__Consigne écrite 1__.
Retourne toutes les lignes des entrées qui contiennent le mot « every ». La casse compte.

__Extrait fourni__.
Plaignant
Jean-Philippe Déry
Mis en cause
Nicolas Lachance, journaliste
Le quotidien Le Journal de Québec
Résumé de la plainte
Jean-Philippe Déry dépose une plainte le 8 avril 2018 contre le journaliste Nicolas Lachance et le quotidien Le Journal de Québec concernant le titre de une « Extincteurs remplis de poivre de Cayenne et pistolets pouvant enflammer les policiers – Plus dangereux que jamais pour le G7 » et l’article « Manifestants prêts à la guerre », publiés le 7 avril 2018. Le plaignant déplore des informations inexactes.
CONTEXTE
À quelques semaines du Sommet du G7 prévu dans Charlevoix les 8 et 9 juin 2018, le journaliste présente dans son article les armes dont pourraient être équipés les manifestants.
Analyse
Grief 1 : informations inexactes
Principe déontologique applicable
Qualités de l’information – « Les journalistes et les médias d’information produisent, selon les genres journalistiques, de l’information possédant les qualités suivantes : a) exactitude : fidélité à la réalité. » (article 9 a) du Guide de déontologie journalistique du Conseil de presse du Québec)
1.1 Extincteurs
Le Conseil doit déterminer si les mis en cause ont transmis de l’information inexacte en faisant état d’« extincteurs remplis de poivre de Cayenne » dans le titre de une, ainsi que d’« extincteurs remplis de poivre de Cayenne anti-ours » et de « liquides irritants aspergés avec des extincteurs » dans l’article.
Décision
Le Conseil de presse du Québec rejette le grief d’information inexacte sur ce point en raison d’un manque de preuve.
Analyse
Bien que le plaignant affirme qu’il n’existe aucun extincteur rempli de poivre de Cayenne puisqu’il serait impossible, selon lui, de remplir des extincteurs de cette substance irritante, le Conseil n’a pas été en mesure de valider son affirmation.
Dans son reportage, le journaliste affirme : « Les manifestants ont aussi raffiné les produits volatils, irritants et puissants utilisés contre les policiers. Les extincteurs remplis de poivre de Cayenne anti-ours en sont un exemple parfait. Lors de la dernière manifestation du Collectif contre la brutalité policière (COBP), le 15 mars, à Montréal, les policiers ont été aspergés par l’un de ces produits provenant d’un extincteur. »

__Consigne écrite 2__.
Recopie tel quel le passage de la décision sur la plainte qui commence aux mots « 1.1 Extincteurs » et s'arrête après « manque de preuve. ».

Entrées du jeu de données
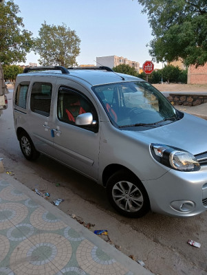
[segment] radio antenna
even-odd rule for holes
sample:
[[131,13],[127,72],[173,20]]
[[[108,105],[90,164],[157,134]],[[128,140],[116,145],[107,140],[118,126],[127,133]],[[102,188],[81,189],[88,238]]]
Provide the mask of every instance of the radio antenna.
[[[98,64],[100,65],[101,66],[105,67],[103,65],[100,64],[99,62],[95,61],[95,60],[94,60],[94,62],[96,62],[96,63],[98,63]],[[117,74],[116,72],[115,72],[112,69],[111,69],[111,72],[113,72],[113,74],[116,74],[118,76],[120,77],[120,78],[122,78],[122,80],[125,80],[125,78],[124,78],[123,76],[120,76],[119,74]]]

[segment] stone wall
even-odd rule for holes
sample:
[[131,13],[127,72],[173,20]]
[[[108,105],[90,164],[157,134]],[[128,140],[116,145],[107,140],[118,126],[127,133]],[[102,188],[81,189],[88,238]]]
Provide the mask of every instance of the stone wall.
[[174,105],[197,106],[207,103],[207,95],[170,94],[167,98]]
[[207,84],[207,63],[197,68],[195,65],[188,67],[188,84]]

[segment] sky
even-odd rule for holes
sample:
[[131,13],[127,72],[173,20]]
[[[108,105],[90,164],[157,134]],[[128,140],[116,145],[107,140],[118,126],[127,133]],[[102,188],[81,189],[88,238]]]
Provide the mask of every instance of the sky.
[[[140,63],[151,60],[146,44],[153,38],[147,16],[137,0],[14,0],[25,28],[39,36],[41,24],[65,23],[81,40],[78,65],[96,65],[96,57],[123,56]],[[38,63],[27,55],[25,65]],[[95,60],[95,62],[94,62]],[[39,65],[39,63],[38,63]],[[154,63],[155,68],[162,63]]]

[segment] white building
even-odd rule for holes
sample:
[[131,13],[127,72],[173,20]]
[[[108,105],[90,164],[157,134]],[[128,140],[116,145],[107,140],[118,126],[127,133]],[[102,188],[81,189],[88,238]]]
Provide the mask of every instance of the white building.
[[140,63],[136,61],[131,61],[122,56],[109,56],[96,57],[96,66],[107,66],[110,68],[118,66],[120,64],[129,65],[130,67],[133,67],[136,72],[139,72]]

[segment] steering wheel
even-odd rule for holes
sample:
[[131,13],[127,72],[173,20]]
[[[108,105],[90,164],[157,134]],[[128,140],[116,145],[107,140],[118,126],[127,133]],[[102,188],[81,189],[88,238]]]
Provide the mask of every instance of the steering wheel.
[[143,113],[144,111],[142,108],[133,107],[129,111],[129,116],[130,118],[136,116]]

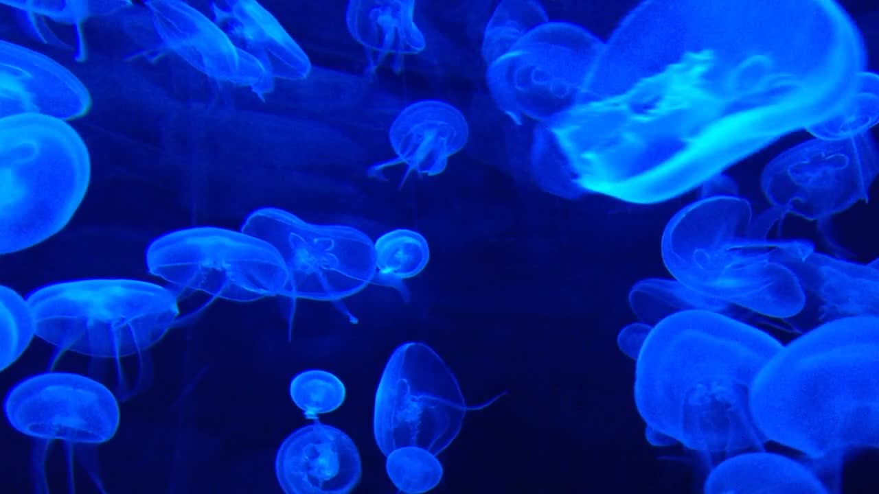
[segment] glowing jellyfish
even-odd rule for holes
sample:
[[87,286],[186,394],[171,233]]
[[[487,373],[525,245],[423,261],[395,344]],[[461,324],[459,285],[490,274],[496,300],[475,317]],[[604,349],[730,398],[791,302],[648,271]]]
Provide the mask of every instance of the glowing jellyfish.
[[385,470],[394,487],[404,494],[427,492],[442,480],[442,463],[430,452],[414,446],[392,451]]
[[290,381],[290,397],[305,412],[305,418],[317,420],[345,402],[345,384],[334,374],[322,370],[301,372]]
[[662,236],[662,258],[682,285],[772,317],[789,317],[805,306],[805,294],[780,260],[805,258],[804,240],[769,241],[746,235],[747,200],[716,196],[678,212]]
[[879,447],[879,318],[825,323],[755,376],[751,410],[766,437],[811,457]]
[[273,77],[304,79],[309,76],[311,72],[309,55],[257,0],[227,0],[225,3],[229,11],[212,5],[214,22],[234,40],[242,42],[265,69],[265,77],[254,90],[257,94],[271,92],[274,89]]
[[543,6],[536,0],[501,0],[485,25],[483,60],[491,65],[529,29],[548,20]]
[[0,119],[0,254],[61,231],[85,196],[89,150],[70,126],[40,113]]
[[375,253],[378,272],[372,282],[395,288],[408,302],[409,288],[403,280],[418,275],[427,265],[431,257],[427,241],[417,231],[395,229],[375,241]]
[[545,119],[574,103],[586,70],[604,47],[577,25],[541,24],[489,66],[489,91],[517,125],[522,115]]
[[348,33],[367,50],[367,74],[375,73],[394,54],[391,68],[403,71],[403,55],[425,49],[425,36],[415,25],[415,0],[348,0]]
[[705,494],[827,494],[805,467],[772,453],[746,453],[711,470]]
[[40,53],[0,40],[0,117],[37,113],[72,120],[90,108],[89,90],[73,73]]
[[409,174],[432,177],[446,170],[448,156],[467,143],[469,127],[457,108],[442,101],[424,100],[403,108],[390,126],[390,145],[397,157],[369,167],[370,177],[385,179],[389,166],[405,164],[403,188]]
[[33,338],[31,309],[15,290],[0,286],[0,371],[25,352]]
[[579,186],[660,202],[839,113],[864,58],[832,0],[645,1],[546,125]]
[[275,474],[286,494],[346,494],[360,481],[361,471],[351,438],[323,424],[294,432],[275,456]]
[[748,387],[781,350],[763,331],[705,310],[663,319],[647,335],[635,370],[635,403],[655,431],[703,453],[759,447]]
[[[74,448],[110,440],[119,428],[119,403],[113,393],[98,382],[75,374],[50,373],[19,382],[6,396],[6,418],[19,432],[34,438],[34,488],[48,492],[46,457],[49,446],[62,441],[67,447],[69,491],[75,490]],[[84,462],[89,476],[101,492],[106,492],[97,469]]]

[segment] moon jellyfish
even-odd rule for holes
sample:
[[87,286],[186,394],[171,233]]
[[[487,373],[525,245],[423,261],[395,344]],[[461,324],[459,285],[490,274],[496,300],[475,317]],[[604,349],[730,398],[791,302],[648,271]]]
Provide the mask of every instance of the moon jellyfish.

__Réponse complète 1__.
Provide the mask of every instance of the radio antenna.
Provide the mask of every instance of the stone wall.
Provide the mask of every instance of the sky.
Provide the mask of every instance of the white building.
Provide the mask of every instance of the steering wheel.
Provide the mask of every instance of the glowing jellyfish.
Provide the mask of every instance of the moon jellyfish.

__Réponse complète 2__.
1.1 Extincteurs
Le Conseil doit déterminer si les mis en cause ont transmis de l’information inexacte en faisant état d’« extincteurs remplis de poivre de Cayenne » dans le titre de une, ainsi que d’« extincteurs remplis de poivre de Cayenne anti-ours » et de « liquides irritants aspergés avec des extincteurs » dans l’article.
Décision
Le Conseil de presse du Québec rejette le grief d’information inexacte sur ce point en raison d’un manque de preuve.